EXCERPTED DATA –
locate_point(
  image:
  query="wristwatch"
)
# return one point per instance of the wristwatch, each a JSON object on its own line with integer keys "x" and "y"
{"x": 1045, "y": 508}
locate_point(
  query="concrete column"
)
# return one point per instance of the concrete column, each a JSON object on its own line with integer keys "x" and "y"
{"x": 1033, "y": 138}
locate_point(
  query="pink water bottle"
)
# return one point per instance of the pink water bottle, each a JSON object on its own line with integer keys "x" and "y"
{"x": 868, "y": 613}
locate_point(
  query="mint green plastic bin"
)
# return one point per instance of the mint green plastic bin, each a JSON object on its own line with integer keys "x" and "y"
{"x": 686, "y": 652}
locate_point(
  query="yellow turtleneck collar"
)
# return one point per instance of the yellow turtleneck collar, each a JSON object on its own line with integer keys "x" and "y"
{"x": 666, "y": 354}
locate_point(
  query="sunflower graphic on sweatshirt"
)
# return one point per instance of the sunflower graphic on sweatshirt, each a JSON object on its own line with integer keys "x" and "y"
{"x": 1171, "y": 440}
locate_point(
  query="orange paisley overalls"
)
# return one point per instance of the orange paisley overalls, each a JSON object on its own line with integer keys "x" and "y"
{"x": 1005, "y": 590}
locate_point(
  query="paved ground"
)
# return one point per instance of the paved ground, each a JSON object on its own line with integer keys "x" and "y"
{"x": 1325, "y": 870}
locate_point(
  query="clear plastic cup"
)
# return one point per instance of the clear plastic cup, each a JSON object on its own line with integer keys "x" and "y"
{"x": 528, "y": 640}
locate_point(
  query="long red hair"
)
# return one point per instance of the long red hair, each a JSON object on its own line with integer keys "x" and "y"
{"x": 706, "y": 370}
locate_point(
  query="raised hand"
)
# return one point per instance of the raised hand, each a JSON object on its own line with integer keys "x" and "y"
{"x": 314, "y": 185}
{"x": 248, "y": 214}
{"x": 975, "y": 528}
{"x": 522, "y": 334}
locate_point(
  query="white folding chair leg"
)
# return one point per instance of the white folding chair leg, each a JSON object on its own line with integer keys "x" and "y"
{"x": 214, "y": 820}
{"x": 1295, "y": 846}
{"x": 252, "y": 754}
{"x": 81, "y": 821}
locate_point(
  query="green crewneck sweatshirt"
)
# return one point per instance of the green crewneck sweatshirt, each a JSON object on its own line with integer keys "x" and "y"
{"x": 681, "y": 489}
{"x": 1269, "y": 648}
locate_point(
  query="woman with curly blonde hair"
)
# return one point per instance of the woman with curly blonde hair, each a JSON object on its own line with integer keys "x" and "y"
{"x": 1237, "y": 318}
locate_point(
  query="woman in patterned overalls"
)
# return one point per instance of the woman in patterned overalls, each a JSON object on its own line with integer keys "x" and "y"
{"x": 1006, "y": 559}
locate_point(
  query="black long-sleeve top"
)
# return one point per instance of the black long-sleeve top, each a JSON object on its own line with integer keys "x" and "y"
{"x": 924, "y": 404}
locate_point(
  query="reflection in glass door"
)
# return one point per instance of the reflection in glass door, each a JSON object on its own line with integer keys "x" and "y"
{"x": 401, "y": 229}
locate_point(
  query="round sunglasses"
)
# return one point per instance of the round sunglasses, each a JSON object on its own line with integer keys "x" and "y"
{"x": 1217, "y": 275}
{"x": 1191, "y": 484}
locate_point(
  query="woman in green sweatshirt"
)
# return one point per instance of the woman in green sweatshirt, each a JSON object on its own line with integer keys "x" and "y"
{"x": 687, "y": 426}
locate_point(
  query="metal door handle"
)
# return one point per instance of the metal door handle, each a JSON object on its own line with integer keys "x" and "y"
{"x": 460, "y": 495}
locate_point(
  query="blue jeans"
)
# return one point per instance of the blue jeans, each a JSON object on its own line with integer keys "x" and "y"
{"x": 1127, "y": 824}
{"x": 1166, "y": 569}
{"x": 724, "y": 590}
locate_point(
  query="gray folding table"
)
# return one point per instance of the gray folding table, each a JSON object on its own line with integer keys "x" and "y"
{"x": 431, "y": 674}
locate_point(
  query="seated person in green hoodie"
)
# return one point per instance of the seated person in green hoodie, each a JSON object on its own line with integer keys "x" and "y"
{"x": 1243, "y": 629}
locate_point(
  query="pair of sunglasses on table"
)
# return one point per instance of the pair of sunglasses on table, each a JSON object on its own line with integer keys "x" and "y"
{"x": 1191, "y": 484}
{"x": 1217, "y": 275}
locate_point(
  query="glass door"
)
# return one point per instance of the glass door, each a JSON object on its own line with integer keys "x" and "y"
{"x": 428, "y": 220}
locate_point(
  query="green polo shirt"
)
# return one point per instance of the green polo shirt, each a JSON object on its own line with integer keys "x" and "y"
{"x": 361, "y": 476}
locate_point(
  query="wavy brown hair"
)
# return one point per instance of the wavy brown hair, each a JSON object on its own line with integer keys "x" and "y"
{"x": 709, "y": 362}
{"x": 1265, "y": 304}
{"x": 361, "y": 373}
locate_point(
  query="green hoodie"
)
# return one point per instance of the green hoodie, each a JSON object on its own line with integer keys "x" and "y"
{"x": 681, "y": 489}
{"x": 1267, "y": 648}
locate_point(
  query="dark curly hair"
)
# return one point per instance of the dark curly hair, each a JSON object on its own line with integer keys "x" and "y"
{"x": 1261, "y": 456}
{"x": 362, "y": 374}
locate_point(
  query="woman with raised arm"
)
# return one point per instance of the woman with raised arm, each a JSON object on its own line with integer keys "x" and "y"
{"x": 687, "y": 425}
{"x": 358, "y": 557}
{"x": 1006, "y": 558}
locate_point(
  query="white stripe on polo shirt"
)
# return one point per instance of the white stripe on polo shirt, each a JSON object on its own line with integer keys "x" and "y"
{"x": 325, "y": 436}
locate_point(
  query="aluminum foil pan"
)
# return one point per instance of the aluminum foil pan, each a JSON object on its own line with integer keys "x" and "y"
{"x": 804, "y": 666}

DIRECTIONS –
The output should restate the data exactly, with no line missing.

RESPONSE –
locate_point(
  image:
  query="wristwatch"
)
# return one point per instance of the wristwatch, each a JSON object on its own line with integer keys "x" and "y"
{"x": 1045, "y": 508}
locate_point(
  query="concrete column"
)
# return one point per instance of the concrete column, each a JSON object on its own line with integer keys "x" and "y"
{"x": 1033, "y": 138}
locate_point(
  query="pink water bottle"
)
# return one point per instance of the pink water bottle, each a JSON object on its own line with integer keys "x" and "y"
{"x": 868, "y": 613}
locate_point(
  query="mint green plastic bin"
)
# return one point per instance of the mint green plastic bin, each a JSON object on its own line with integer keys "x" and "y"
{"x": 686, "y": 652}
locate_point(
  query="yellow turtleneck collar"
)
# return one point per instance of the yellow turtleneck collar, each a JSON object on its own line with integer keys "x" and "y"
{"x": 666, "y": 354}
locate_point(
  query="sunflower graphic on sweatshirt"
)
# return one point per instance of the sunflower graphic on sweatshirt, each a JSON object on its own line with integer keys "x" and "y"
{"x": 1171, "y": 440}
locate_point(
  query="orange paisley overalls"
)
# return one point per instance of the orange paisley overalls, each a JSON object on its own line with integer keys "x" and "y"
{"x": 1005, "y": 590}
locate_point(
  query="paved ground"
)
# return one point per instance of the paved ground, each a JSON object on its own line with integer keys "x" and "y"
{"x": 1325, "y": 870}
locate_point(
  query="clear plastic cup"
)
# return one point per instance of the clear plastic cup, each a JSON object on its own line with integer keys "x" and "y"
{"x": 528, "y": 640}
locate_point(
  query="long red hair"
)
# return one point per instance of the long red hair, each a JSON object on its own line with integer keys "x" and "y"
{"x": 706, "y": 370}
locate_point(
  query="raised hand"
)
# return one point per instance of the raised hand, each a JSON object on its own line with integer keys "x" and "y"
{"x": 314, "y": 185}
{"x": 248, "y": 214}
{"x": 975, "y": 528}
{"x": 522, "y": 334}
locate_point(
  query="white folding chair leg"
)
# return one point per instance of the white folding chair leg, each a JSON object on its own line with integer keys "x" and "y"
{"x": 214, "y": 820}
{"x": 1295, "y": 846}
{"x": 252, "y": 754}
{"x": 81, "y": 821}
locate_point(
  query="green crewneck sweatshirt"
)
# return one point per instance of the green crewneck sweatshirt, each a JSON object on its own line with integer keys "x" and "y"
{"x": 681, "y": 489}
{"x": 1269, "y": 648}
locate_point(
  query="woman with curly blonde hair"
)
# return one point per instance of the woman with curly blonde hair, each a JSON object on its own line with integer keys "x" and "y"
{"x": 1237, "y": 318}
locate_point(
  query="woman in patterned overalls"
)
# return one point per instance of the woman in patterned overalls, each a JSON object on its own line with integer keys "x" and "y"
{"x": 1006, "y": 559}
locate_point(
  query="black long-sleeve top"
)
# return one point per instance of the black long-sleeve top, each a JSON object on its own line with integer keys "x" and "y"
{"x": 924, "y": 404}
locate_point(
  query="reflection in glass door"
)
# return one point per instance of the reflection in glass door, each a JSON object on its own line with integer keys "x" and "y"
{"x": 401, "y": 229}
locate_point(
  query="round sunglasses"
)
# return one point per instance of the round sunglasses, each a JSON object on its own line with integer keys "x" and "y"
{"x": 1217, "y": 275}
{"x": 1191, "y": 484}
locate_point(
  query="woman in green sweatshirt"
)
# return one point per instance of the woman in green sweatshirt, each a JSON object on its own line with integer keys "x" and "y"
{"x": 687, "y": 426}
locate_point(
  query="metal door handle"
)
# return one point per instance of the metal door handle, each a JSON object on its own line with integer keys "x" and "y"
{"x": 460, "y": 495}
locate_point(
  query="blue jeans"
)
# return one point per instance of the blue jeans, each a JSON object on its own line with integer keys "x" and "y"
{"x": 1127, "y": 824}
{"x": 1166, "y": 569}
{"x": 724, "y": 590}
locate_point(
  query="gray folding table"
)
# return one point per instance of the gray folding table, each a JSON object on its own line with integer keys "x" and "y"
{"x": 431, "y": 674}
locate_point(
  query="seated person in green hoodie"
)
# return one point per instance of the seated person in green hoodie, each a JSON object on its own line with integer keys "x" and "y"
{"x": 1243, "y": 629}
locate_point(
  query="pair of sunglasses on table"
)
# return one point per instance of the pair of sunglasses on table, each a JSON object on its own line with integer keys "x" and "y"
{"x": 1191, "y": 484}
{"x": 1217, "y": 275}
locate_point(
  query="glass door"
)
# return one point per instance of the glass door, each a JSON object on its own line with integer keys "x" and "y"
{"x": 428, "y": 220}
locate_point(
  query="green polo shirt"
)
# return one point per instance of the green polo shirt, each a JSON object on its own line with integer keys "x" and "y"
{"x": 361, "y": 476}
locate_point(
  query="wavy brown hair"
)
# return one point per instance of the wavy brown hair, each a JSON object on its own line with integer keys "x" and "y"
{"x": 709, "y": 362}
{"x": 1265, "y": 304}
{"x": 361, "y": 373}
locate_point(
  query="green hoodie"
)
# return one point per instance of the green hoodie, each a JSON object on its own line with integer keys "x" and "y"
{"x": 681, "y": 489}
{"x": 1267, "y": 648}
locate_point(
  query="dark curly hair"
)
# return one point per instance of the dark curly hair, each a JSON object on its own line with integer keys "x" and "y"
{"x": 1261, "y": 456}
{"x": 362, "y": 374}
locate_point(
  query="woman with raised arm"
)
# return one point per instance of the woman with raised arm, each a JSON object on its own line with integer keys "x" and "y"
{"x": 687, "y": 425}
{"x": 358, "y": 557}
{"x": 1006, "y": 558}
locate_point(
  query="white stripe on polo shirt"
)
# return one point per instance of the white stripe on polo shirt, each a JSON object on its own line with integer keys "x" and "y"
{"x": 325, "y": 436}
locate_point(
  query="aluminum foil pan"
)
# return one point per instance of the aluminum foil pan, each a JSON object on its own line with integer keys "x" and "y"
{"x": 804, "y": 666}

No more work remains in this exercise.